▸ TASK
Only the closing stretch of the material is wanted: the line containing "Teacher note: have the class pick out the fence" and every line after it, transcribed exactly.

────

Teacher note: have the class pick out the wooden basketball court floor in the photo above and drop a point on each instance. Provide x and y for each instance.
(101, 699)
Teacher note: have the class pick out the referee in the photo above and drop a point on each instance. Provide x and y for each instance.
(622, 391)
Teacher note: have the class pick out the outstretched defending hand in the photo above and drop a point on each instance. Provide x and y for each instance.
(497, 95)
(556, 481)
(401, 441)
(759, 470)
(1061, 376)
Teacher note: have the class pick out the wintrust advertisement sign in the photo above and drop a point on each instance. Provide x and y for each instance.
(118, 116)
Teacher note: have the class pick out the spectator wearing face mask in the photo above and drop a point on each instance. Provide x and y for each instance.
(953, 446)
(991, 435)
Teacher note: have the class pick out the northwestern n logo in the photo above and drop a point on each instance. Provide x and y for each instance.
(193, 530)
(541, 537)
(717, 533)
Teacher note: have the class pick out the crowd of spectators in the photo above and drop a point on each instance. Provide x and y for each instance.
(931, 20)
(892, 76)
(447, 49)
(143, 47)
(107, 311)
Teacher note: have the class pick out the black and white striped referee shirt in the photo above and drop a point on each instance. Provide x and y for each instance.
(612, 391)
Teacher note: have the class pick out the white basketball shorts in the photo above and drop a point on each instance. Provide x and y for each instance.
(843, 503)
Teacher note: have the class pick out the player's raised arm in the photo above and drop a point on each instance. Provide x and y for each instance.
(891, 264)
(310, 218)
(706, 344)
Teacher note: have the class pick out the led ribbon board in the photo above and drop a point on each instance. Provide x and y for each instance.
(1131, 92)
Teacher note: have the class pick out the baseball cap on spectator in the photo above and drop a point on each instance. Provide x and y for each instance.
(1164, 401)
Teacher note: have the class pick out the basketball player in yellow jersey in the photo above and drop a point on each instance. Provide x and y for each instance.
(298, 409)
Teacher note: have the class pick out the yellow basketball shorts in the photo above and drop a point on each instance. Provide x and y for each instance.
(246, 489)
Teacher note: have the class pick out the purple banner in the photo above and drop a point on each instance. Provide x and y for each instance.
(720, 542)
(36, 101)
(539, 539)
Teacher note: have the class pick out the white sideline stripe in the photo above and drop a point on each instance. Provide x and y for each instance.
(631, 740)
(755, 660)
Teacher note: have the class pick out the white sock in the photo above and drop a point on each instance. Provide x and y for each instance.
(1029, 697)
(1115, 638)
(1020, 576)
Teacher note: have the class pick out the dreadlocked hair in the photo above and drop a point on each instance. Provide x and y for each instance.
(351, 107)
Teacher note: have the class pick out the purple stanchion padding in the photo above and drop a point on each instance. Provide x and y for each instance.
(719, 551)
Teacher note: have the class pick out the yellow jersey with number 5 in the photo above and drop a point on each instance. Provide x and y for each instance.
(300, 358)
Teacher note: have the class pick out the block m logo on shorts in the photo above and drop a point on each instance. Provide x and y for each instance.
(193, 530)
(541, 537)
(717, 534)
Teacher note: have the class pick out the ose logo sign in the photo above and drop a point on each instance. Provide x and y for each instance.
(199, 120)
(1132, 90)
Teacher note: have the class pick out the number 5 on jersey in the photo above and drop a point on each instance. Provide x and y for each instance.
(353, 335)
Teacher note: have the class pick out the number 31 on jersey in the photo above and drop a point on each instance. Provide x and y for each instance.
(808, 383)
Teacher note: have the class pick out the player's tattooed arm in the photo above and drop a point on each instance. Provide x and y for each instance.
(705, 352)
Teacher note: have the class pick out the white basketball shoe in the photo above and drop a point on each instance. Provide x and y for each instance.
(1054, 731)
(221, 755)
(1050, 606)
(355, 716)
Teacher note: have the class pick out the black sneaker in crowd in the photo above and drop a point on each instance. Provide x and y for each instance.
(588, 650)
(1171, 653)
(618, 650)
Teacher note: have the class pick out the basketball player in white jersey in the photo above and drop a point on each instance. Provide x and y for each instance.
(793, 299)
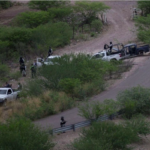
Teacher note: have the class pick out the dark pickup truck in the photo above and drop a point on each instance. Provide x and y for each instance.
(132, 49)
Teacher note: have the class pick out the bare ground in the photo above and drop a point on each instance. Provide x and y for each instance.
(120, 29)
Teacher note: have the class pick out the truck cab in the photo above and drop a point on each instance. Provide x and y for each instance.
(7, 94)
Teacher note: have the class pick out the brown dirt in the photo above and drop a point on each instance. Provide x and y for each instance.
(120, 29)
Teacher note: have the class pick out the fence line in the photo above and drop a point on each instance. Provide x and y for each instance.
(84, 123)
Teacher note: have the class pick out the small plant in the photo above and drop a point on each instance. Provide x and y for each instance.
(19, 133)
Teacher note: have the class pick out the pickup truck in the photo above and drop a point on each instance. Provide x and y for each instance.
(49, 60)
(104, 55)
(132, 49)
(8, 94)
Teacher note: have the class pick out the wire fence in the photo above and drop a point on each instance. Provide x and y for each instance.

────

▸ TASK ANSWER
Teacher note: have the class pick out the fence line in the photo above and drop a point on each instance. Provide x and y for each instance.
(84, 123)
Teacher note: have the class pick out the small plant in the photo above and drop a point on each instance. Provide x and y for each instance.
(19, 133)
Teacher note: have the class pick out the pickup truck in the photo above and drop a point on each instance. Provide x and y for each instance.
(49, 60)
(104, 55)
(132, 49)
(8, 94)
Teacher note: have the class pick out the wire fence in the photo above and drop a point on each instance. Provide x and y for each instance.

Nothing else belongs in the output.